## Assigned task
Extract the listing below verbatim, keeping every line unchanged.

## Data section
•••••

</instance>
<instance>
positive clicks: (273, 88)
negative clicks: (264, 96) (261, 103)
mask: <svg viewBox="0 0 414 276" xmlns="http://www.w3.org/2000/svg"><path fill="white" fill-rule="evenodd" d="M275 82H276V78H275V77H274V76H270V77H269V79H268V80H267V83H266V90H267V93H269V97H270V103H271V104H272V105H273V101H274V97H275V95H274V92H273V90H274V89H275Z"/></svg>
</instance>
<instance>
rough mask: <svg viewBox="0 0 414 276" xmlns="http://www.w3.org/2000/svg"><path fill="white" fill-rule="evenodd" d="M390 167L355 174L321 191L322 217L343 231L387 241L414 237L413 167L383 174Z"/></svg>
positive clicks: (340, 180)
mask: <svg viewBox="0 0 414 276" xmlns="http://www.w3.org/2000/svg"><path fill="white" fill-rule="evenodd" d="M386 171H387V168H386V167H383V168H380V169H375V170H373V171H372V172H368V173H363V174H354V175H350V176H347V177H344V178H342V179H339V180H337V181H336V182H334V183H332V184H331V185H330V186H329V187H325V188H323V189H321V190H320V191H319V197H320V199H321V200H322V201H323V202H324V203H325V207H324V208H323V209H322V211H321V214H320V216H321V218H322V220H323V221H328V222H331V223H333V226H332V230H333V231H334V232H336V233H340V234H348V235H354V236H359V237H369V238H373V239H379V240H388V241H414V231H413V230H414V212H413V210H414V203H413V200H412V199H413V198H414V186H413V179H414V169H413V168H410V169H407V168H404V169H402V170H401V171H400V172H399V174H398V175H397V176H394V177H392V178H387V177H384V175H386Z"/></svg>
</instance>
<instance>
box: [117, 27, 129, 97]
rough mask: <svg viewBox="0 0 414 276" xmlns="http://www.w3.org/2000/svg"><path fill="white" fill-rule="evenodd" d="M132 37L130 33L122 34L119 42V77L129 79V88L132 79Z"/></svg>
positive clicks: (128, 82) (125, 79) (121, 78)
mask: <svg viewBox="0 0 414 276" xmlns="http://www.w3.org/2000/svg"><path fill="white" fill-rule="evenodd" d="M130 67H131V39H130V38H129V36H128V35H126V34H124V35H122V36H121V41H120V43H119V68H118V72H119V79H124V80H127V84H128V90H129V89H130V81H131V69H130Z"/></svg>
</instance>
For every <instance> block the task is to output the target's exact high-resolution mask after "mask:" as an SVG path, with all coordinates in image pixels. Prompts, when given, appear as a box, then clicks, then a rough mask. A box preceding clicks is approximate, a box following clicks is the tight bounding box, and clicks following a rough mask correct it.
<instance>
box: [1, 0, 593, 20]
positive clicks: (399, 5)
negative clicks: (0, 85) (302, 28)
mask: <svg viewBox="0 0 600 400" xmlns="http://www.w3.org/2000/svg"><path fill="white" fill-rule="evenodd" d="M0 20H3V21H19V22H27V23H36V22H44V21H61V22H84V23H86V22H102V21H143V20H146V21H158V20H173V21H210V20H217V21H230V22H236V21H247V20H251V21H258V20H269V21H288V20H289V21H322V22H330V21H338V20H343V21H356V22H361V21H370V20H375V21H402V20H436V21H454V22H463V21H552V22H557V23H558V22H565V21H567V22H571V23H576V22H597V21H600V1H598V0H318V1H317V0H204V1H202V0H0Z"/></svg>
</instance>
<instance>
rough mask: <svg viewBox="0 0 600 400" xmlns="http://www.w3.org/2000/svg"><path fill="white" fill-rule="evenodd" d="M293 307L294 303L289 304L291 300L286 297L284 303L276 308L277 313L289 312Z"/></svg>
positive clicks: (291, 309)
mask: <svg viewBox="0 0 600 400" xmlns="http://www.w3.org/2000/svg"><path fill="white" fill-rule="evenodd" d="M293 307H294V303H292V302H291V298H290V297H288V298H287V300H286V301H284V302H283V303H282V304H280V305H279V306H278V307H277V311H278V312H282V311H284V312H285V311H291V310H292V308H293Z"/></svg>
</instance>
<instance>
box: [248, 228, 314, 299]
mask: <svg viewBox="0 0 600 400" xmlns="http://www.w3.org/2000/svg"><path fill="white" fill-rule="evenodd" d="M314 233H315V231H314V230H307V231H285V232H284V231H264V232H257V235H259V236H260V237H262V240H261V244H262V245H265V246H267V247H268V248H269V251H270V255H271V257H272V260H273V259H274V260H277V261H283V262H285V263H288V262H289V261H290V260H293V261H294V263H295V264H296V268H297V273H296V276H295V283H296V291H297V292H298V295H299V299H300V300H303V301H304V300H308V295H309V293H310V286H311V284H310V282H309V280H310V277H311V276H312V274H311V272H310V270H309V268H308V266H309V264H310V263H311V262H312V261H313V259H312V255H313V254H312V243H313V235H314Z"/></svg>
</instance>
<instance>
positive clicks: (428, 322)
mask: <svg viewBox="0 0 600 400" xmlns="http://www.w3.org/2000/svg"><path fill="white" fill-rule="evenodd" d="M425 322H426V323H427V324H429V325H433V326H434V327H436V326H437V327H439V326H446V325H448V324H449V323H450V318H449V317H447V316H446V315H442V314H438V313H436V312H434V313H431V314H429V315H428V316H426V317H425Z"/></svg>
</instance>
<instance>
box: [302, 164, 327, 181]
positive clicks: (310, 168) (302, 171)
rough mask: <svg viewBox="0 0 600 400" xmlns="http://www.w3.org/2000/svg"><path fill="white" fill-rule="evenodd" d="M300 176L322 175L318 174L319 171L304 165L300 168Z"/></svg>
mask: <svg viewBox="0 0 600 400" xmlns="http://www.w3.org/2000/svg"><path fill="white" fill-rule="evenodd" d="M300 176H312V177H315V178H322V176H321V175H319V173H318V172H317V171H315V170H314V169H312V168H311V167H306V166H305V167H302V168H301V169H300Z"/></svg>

•••••

## Task result
</instance>
<instance>
positive clicks: (273, 88)
negative clicks: (264, 96) (261, 103)
mask: <svg viewBox="0 0 414 276" xmlns="http://www.w3.org/2000/svg"><path fill="white" fill-rule="evenodd" d="M275 82H276V78H275V77H274V76H270V77H269V79H268V80H267V83H266V90H267V93H269V97H270V103H271V104H272V105H273V101H274V97H275V95H274V92H273V90H274V89H275Z"/></svg>
</instance>
<instance>
rough mask: <svg viewBox="0 0 414 276" xmlns="http://www.w3.org/2000/svg"><path fill="white" fill-rule="evenodd" d="M390 167L355 174L321 191L322 217L343 231L387 241L414 237L413 167L383 174Z"/></svg>
positive clicks: (340, 180)
mask: <svg viewBox="0 0 414 276" xmlns="http://www.w3.org/2000/svg"><path fill="white" fill-rule="evenodd" d="M386 171H387V168H386V167H383V168H380V169H375V170H373V171H372V172H368V173H363V174H354V175H350V176H347V177H344V178H342V179H339V180H337V181H336V182H334V183H332V184H331V185H330V186H329V187H325V188H323V189H321V190H320V191H319V197H320V199H321V200H322V201H323V202H324V203H325V207H324V208H323V209H322V211H321V214H320V216H321V218H322V220H323V221H328V222H331V223H333V226H332V230H333V231H334V232H336V233H340V234H348V235H354V236H359V237H369V238H373V239H379V240H388V241H414V231H413V230H414V212H413V210H414V203H413V200H412V199H413V198H414V186H413V179H414V169H413V168H410V169H407V168H404V169H402V170H401V171H400V172H399V174H398V175H397V176H394V177H392V178H387V177H384V175H386Z"/></svg>
</instance>
<instance>
box: [117, 27, 129, 97]
rough mask: <svg viewBox="0 0 414 276" xmlns="http://www.w3.org/2000/svg"><path fill="white" fill-rule="evenodd" d="M132 37L130 33L122 34L119 42V77L129 79V88L132 79Z"/></svg>
positive clicks: (128, 82) (125, 79) (121, 78)
mask: <svg viewBox="0 0 414 276" xmlns="http://www.w3.org/2000/svg"><path fill="white" fill-rule="evenodd" d="M130 67H131V39H130V38H129V36H128V35H126V34H124V35H122V36H121V41H120V43H119V68H118V72H119V79H124V80H127V84H128V90H129V89H130V81H131V69H130Z"/></svg>
</instance>
For every <instance> block the task is to output the target's exact high-resolution mask after "mask:" as an SVG path, with all coordinates in image pixels. Prompts, when given, appear as a box, then clicks, then a rough mask. A box preceding clicks is approximate, a box following clicks is the tight bounding box, and clicks following a rough mask correct it.
<instance>
box: [1, 0, 593, 20]
positive clicks: (399, 5)
negative clicks: (0, 85) (302, 28)
mask: <svg viewBox="0 0 600 400" xmlns="http://www.w3.org/2000/svg"><path fill="white" fill-rule="evenodd" d="M0 20H3V21H19V22H27V23H36V22H44V21H61V22H84V23H86V22H102V21H143V20H146V21H158V20H173V21H210V20H217V21H230V22H236V21H247V20H251V21H258V20H269V21H288V20H289V21H322V22H330V21H338V20H343V21H356V22H361V21H370V20H375V21H402V20H436V21H454V22H463V21H552V22H557V23H558V22H565V21H567V22H571V23H576V22H597V21H600V1H598V0H318V1H317V0H204V1H202V0H0Z"/></svg>
</instance>
<instance>
rough mask: <svg viewBox="0 0 600 400" xmlns="http://www.w3.org/2000/svg"><path fill="white" fill-rule="evenodd" d="M293 307L294 303L289 304L291 300L286 297L284 303L276 308L277 313L289 312Z"/></svg>
positive clicks: (291, 309)
mask: <svg viewBox="0 0 600 400" xmlns="http://www.w3.org/2000/svg"><path fill="white" fill-rule="evenodd" d="M293 307H294V303H292V302H291V298H290V297H288V298H287V300H286V301H284V302H283V303H282V304H280V305H279V306H278V307H277V311H278V312H282V311H284V312H285V311H291V310H292V308H293Z"/></svg>
</instance>
<instance>
box: [248, 228, 314, 299]
mask: <svg viewBox="0 0 600 400" xmlns="http://www.w3.org/2000/svg"><path fill="white" fill-rule="evenodd" d="M314 233H315V231H314V230H307V231H285V232H284V231H264V232H257V235H259V236H260V237H262V240H261V244H262V245H265V246H267V247H268V248H269V251H270V255H271V257H272V260H273V259H274V260H277V261H283V262H285V263H288V262H289V261H290V260H293V261H294V263H295V264H296V268H297V273H296V276H295V283H296V291H297V292H298V295H299V299H300V300H303V301H304V300H308V295H309V293H310V286H311V284H310V282H309V280H310V277H311V276H312V274H311V272H310V270H309V268H308V266H309V264H310V263H311V262H312V261H313V259H312V255H313V254H312V243H313V235H314Z"/></svg>
</instance>
<instance>
positive clicks: (428, 322)
mask: <svg viewBox="0 0 600 400" xmlns="http://www.w3.org/2000/svg"><path fill="white" fill-rule="evenodd" d="M425 322H426V323H427V324H429V325H433V326H434V327H436V326H437V327H439V326H446V325H448V324H449V323H450V318H449V317H447V316H446V315H442V314H438V313H436V312H434V313H431V314H429V315H428V316H426V317H425Z"/></svg>
</instance>
<instance>
box: [302, 164, 327, 181]
positive clicks: (310, 168) (302, 171)
rough mask: <svg viewBox="0 0 600 400" xmlns="http://www.w3.org/2000/svg"><path fill="white" fill-rule="evenodd" d="M300 176L322 175L318 174L319 171L304 165L300 168Z"/></svg>
mask: <svg viewBox="0 0 600 400" xmlns="http://www.w3.org/2000/svg"><path fill="white" fill-rule="evenodd" d="M300 176H312V177H315V178H322V176H321V175H319V173H318V172H317V171H315V170H314V169H312V168H311V167H306V166H305V167H302V168H301V169H300Z"/></svg>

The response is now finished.